Work instructions »
Repeat every line of the items below, requests included, and shift each point coordinate in the answers by -74. Leave the numbers in the requests and their sample outputs unchanged.

Entries supplied »
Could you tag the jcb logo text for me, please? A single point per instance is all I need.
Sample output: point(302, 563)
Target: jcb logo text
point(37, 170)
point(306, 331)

The result »
Could you tag the jcb logo text for me, please? A single point per instance is all I need.
Sample output: point(302, 563)
Target: jcb logo text
point(-37, 96)
point(232, 257)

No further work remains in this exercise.